#### [STUDY QUESTIONS]
**1)** In the text on pipeline moratoria, whose moratorium led to passage of the Freshwater Wetlands Act?
**2)** Continue the text on pipeline moratoria from its final sentence.

#### [TEXT BLOCK]
-.-.-
The Pinelands Commission is faced with an analogous situation: Pinelands forests, water, and ecological resources are currently being impacted by climate change; gas pipelines have significant lifecycle impacts on greenhouse gas emissions and climate change; and existing Pineland CMP regulations are not adequate to adequately consider and regulate all pipeline impacts, especially those from lifecycle greenhouse gas emissions.

I advised the Commission that a moratorium is technically and legally justified, and is vitally important given the proliferation of pipeline projects; the exploding public opposition to pipelines; and serious gaps and flaws in Pinelands regulations that were identified during the prior debate on the SJG pipeline debacle.

In addition to the DRBC moratorium, NY State recently imposed a moratorium on fracking due to lack of scientific data on health impacts from fracking and numerous unavoidable and irreversible significant adverse environmental impacts that were documented during an extensive public EIS review process

NJ has no comparable EIS statement preparation and public review requirements, which alone is adequate to justify a moratorium on any pipeline reviews until one is established.

NJ has a long and rich history of using moratoria to trigger major environmental reforms, ironically one even spurred the creation of the Pinelands Commission.

The historical irony is made richer by the fact that the creation of the Pinelands can be considered a collateral benefit of opposition to off shore oil drilling and the construction of pipelines across the Pinelands to refineries on the Delaware River. Then, the battle was to block off shore drilling and oil pipelines from east to west –  today’s fight is to block drilling of Marcellus fracked gas and gas pipelines from west to east – 50 years and we’ve come full circle!

1. Gov Byrne declared a moratorium on certain permits which led to passage of the Pinelands Protection Act

2. Gov. Kean declared a moratorium on issuing certain permits, which led to the passage of the Freshwater Wetlands Act

3. Gov. Florio declared a moratorium on garbage incinerator approvals (permits and financing) that led to the 65% recycling rate (highest in the world at that time) and killed 12 planned incinerators, see:

(*Full disclosure: I am proud to say that I worked on the Florio moratorium and the new progressive solid waste plan. That plan adopted a then world leading 65% recycling rate. The Florio policy also included source reduction, a policy hierarchy, with incineration as a last resort, regionalization, and pioneered new technical methods like lifecycle assessment and materials management. This planning occurred simultaneously with other major progress, like integrating energy at DEP to expand DEP into DEPE. Sadly, most of those reforms have since been gutted by Governors Whitman and Christie.)
-.-.-
#### [DATASET EXTRACT]
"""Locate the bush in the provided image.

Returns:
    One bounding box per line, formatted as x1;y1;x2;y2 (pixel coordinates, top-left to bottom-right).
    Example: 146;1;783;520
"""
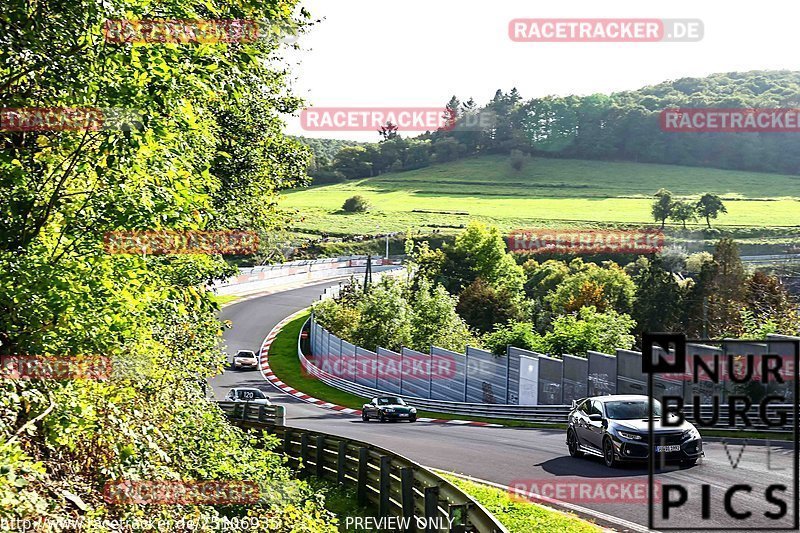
342;195;370;213
456;278;522;333
483;321;538;355
686;252;714;274
534;307;636;356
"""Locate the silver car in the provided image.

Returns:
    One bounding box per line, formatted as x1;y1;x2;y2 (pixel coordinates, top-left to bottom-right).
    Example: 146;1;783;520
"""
225;387;272;405
231;350;258;370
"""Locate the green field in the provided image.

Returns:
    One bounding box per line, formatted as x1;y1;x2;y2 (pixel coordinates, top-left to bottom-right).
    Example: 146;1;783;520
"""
282;156;800;234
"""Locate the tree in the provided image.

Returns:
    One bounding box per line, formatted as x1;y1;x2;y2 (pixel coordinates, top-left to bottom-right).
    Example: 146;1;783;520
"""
0;0;335;532
522;259;570;300
669;200;697;229
456;278;522;333
744;270;800;335
651;189;674;229
483;321;539;355
535;307;636;357
696;193;728;228
352;277;413;351
442;95;461;130
631;257;684;333
546;260;635;314
342;195;369;213
409;279;478;352
455;222;525;294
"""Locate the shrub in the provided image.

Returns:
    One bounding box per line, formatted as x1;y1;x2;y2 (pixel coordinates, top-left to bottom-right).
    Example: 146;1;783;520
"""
342;195;370;213
686;252;714;274
456;278;522;333
534;307;636;356
483;321;539;355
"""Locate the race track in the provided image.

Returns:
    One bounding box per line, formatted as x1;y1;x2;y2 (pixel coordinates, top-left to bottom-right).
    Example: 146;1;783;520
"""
211;281;794;530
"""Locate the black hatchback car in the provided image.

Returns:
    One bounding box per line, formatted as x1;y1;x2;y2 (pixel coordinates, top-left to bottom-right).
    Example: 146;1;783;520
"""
567;395;703;467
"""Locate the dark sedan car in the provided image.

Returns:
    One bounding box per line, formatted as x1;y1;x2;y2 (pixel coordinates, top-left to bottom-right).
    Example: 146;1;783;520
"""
567;395;703;467
361;396;417;422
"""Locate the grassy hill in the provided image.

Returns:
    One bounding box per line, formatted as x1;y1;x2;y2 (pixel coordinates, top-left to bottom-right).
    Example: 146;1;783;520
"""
282;156;800;234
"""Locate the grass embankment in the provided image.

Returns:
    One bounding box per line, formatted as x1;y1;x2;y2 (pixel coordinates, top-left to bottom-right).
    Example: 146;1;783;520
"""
441;474;603;533
282;156;800;249
269;311;560;429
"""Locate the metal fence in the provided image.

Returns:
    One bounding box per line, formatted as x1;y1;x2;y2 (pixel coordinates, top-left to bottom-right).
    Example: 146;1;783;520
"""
218;402;508;533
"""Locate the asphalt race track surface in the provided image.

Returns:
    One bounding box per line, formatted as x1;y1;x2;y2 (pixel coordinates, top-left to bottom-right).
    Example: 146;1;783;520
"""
211;281;794;531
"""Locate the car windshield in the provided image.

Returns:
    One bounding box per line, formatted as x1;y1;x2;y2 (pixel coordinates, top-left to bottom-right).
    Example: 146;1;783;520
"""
239;390;265;400
378;397;405;405
606;400;661;420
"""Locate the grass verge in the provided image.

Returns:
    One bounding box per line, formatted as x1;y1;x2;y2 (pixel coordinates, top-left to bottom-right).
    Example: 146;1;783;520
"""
269;311;566;429
441;474;603;533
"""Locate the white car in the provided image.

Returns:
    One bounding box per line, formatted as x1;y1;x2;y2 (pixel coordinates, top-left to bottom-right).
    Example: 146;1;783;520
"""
231;350;258;370
225;387;272;405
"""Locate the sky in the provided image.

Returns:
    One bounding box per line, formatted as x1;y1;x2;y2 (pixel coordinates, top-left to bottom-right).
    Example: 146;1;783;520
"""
287;0;800;142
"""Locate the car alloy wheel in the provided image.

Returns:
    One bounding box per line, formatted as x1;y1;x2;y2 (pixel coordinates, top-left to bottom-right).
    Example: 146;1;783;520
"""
567;429;583;457
603;438;619;468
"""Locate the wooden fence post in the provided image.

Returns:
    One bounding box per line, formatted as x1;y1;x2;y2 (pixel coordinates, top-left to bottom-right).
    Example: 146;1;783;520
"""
336;440;347;485
356;446;369;505
425;487;439;533
400;467;417;533
378;455;392;516
315;435;325;477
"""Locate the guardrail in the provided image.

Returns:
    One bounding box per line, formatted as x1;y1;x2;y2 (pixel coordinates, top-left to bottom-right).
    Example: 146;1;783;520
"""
297;318;794;433
217;402;508;533
209;255;396;295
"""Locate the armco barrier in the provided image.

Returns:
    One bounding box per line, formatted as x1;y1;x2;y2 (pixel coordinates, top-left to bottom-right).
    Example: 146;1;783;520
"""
297;318;794;434
209;256;394;295
217;402;508;533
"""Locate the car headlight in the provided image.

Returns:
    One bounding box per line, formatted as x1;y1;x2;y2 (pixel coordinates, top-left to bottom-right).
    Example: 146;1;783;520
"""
617;431;642;440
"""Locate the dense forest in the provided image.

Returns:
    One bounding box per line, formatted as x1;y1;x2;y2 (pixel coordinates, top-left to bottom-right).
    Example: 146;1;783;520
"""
0;0;337;532
310;70;800;183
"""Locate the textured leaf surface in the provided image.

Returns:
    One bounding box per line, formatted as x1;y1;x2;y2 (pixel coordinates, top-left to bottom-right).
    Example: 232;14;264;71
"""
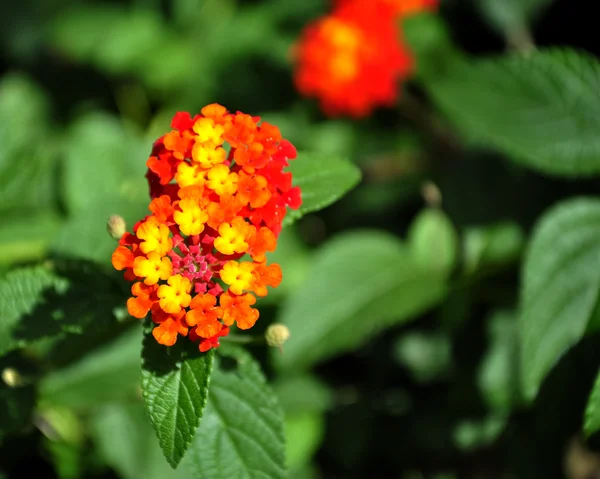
91;404;189;479
475;0;553;35
284;152;361;229
276;232;446;369
189;345;286;479
142;333;213;468
39;327;141;409
519;198;600;399
0;259;122;354
477;312;521;414
0;74;56;214
0;266;65;354
425;49;600;176
583;373;600;435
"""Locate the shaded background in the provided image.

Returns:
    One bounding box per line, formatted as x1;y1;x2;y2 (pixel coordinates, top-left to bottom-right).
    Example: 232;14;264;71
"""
0;0;600;479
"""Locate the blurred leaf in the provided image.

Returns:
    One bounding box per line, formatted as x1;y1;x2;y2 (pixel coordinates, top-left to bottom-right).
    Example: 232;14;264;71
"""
408;208;458;277
519;198;600;400
260;227;311;305
414;49;600;177
278;231;446;369
463;222;525;274
39;327;141;410
402;12;461;79
454;416;506;452
583;374;600;436
0;259;122;354
394;332;452;383
0;211;62;264
285;413;325;469
273;374;333;415
44;439;83;479
91;403;189;479
475;0;553;35
188;345;286;479
284;153;361;225
477;312;521;413
0;381;35;439
0;74;56;215
53;113;150;263
0;266;66;354
142;331;213;469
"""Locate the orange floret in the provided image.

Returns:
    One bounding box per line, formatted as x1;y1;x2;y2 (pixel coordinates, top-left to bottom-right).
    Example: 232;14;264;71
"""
111;103;301;352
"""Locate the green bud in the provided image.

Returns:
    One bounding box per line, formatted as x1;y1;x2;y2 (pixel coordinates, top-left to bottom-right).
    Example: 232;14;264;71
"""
106;215;127;239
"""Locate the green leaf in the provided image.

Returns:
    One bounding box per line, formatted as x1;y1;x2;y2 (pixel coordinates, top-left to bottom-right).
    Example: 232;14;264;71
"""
44;439;83;479
0;74;57;214
285;413;325;469
0;211;62;264
395;332;452;383
454;416;507;452
583;373;600;436
0;381;35;439
0;259;122;355
463;222;525;274
39;327;141;410
0;266;65;355
91;404;189;479
189;345;286;479
142;331;214;469
284;152;361;225
475;0;553;36
477;312;521;414
260;226;311;306
519;198;600;400
424;49;600;177
64;113;150;212
276;231;446;369
408;208;458;277
273;374;333;414
53;113;150;263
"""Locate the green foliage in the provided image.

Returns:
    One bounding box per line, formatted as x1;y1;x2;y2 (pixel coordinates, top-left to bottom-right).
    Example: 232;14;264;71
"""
142;331;213;469
583;375;600;435
39;328;141;411
408;209;458;276
284;153;360;229
91;403;188;479
477;312;521;414
519;198;600;400
0;266;66;354
0;370;36;440
475;0;552;35
454;416;506;452
0;0;600;479
53;113;150;263
189;346;286;479
426;49;600;177
408;16;600;177
463;223;525;274
278;232;446;369
395;333;452;383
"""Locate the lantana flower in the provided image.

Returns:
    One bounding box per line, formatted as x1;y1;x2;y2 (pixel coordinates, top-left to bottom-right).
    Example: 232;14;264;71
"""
294;0;437;118
112;104;301;352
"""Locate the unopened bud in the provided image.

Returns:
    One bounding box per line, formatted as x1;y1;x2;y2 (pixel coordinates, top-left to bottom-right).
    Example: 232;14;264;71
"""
106;215;127;239
265;323;290;349
421;181;442;208
2;368;23;388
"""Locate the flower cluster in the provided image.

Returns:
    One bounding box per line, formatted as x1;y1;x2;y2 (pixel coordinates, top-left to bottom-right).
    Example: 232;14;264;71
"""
112;104;301;352
294;0;437;117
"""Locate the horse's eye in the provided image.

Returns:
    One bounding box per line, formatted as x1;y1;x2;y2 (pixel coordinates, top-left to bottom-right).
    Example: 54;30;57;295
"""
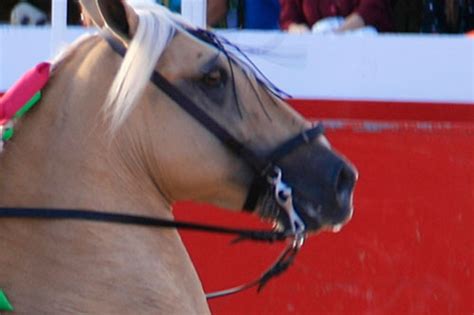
201;69;226;88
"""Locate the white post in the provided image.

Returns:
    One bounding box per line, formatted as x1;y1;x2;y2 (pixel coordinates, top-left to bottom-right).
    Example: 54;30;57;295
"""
181;0;207;28
50;0;67;57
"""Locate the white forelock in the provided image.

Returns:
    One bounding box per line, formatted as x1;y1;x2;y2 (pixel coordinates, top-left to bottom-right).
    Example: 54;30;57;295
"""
105;5;186;130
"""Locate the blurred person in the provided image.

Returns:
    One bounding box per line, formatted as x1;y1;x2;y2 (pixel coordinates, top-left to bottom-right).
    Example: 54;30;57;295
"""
10;2;48;25
280;0;393;33
419;0;474;34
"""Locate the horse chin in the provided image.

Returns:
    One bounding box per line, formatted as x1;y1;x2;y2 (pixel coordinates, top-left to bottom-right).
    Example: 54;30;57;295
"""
257;194;353;234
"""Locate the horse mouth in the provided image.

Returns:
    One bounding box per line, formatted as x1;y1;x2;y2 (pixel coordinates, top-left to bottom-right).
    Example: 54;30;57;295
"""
257;190;354;233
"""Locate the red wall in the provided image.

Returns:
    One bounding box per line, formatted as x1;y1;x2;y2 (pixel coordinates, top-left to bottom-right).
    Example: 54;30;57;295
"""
176;100;474;315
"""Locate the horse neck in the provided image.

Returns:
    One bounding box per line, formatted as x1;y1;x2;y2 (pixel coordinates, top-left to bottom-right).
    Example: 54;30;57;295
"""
0;38;169;212
0;38;208;314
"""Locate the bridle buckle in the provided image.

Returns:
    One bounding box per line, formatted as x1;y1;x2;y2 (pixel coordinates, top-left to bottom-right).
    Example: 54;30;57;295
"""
267;166;306;236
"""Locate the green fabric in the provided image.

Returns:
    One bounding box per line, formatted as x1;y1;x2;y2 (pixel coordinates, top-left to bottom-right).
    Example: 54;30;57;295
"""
0;91;41;141
15;91;41;118
0;289;13;311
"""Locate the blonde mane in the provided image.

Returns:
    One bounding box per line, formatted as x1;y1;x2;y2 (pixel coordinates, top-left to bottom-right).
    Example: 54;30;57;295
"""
105;5;187;130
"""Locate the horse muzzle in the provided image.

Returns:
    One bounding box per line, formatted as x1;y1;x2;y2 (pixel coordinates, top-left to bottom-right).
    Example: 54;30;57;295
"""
258;142;358;232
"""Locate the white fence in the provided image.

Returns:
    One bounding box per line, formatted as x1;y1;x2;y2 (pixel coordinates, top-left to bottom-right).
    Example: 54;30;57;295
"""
0;0;474;104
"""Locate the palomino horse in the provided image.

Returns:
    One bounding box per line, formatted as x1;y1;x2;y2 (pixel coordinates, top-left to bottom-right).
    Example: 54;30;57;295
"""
0;0;356;314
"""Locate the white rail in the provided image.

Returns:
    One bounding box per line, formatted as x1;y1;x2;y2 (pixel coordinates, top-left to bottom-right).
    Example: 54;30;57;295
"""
50;0;68;57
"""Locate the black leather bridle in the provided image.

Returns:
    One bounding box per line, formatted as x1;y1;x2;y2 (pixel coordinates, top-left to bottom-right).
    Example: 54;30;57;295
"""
0;30;324;299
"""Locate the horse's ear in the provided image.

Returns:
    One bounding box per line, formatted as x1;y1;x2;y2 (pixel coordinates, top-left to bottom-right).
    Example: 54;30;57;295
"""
96;0;138;41
79;0;104;28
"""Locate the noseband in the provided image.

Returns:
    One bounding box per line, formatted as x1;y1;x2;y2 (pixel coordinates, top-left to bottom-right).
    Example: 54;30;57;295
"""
0;31;324;299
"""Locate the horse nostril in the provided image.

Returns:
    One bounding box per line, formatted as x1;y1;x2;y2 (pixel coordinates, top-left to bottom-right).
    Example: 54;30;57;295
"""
336;163;357;209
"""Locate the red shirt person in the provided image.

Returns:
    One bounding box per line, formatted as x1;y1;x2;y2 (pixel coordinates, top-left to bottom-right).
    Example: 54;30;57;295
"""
280;0;392;32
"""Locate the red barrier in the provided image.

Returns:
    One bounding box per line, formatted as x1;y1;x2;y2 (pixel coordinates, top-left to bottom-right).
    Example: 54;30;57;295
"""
176;105;474;315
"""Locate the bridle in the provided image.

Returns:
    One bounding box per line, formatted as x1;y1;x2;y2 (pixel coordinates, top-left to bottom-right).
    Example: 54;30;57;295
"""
0;31;324;299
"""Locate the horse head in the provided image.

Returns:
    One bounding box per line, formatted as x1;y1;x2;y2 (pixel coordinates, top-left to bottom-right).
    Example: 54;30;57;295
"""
78;0;357;236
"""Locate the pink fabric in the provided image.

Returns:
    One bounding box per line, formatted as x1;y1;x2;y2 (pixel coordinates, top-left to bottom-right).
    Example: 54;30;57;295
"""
0;62;51;125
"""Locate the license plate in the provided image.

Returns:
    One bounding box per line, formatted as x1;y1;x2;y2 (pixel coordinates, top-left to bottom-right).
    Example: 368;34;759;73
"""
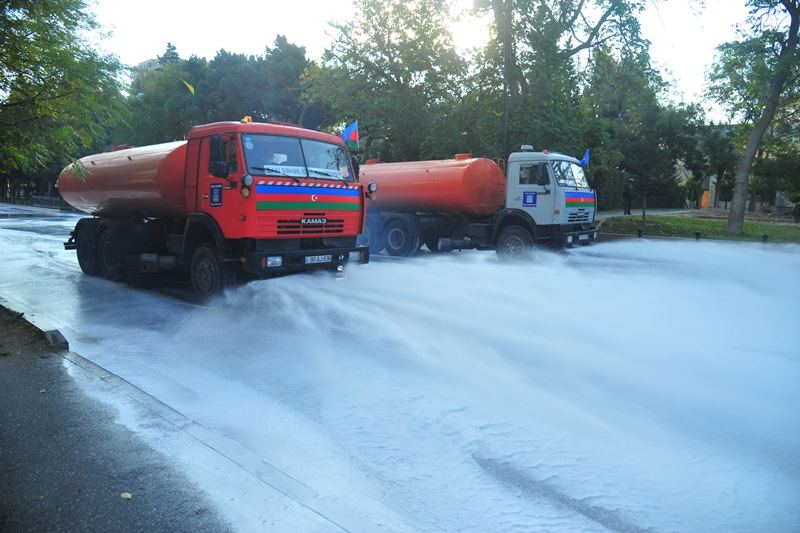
306;255;333;265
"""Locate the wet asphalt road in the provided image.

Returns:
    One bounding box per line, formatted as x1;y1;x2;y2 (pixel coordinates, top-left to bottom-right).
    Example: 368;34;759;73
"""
0;330;230;533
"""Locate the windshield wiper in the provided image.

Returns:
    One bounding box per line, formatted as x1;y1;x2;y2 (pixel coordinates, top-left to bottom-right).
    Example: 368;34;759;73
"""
250;165;300;183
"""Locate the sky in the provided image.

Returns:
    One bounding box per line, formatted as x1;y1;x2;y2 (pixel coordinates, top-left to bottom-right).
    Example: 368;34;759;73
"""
91;0;747;119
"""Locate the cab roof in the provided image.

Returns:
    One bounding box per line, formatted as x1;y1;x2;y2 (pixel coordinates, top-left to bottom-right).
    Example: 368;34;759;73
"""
508;152;581;165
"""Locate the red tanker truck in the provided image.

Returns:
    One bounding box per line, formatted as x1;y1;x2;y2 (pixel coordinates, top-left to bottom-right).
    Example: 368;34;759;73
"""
361;145;597;257
58;117;374;298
-.-.-
#### [OUTPUTS FOR THE TASKS]
**1)** Gov. Kean's

**2)**
4. In contradiction to this historical leadership and use of moratoria to leverage reforms, our current morbidly obese Governor issued his own MORATORIUM – on REGULATIONS!!! See:

Until sanity can be restored in Trenton and BPU, the regional planing entities like the DRBC, Pinelands Commission, Highlands Council, and Meadowlands Commission have to pick up the slack and innovate to respond to the climate crisis.

Even the Pope has spoken.

There is no where else to hide.

[End Note:  ask the reporters and editors at NJ press outlets:

1. Why do they report on trivial BS while ignoring the content of what the Pope says and how that might apply to Gov. Christie’s policy.

2. Why do they report about a letter to the Pinelands Commission from 4 prior Governors but IGNORE the fact that prior Governors have used moratoria so effectively?

Do they know that Christie imposed a moratorium in new regulations and that it killed a drinking water standard for perchlorate, a toxic chemical?

[Update: I recently suggested a list of a dozen specific demands for the new Clean Energy Coalition to raise the bar and petitioned BPU to table the SJG pipeline review, recognizing that:

Real solutions lie in demands to leave fossil in the ground and impose moratoria on fossil fuel extraction, pipelines, trains, ports, and related infrastructure.

Like Chris Hedges said:

We don’t have time to fool around. We have to get militant, very fast.”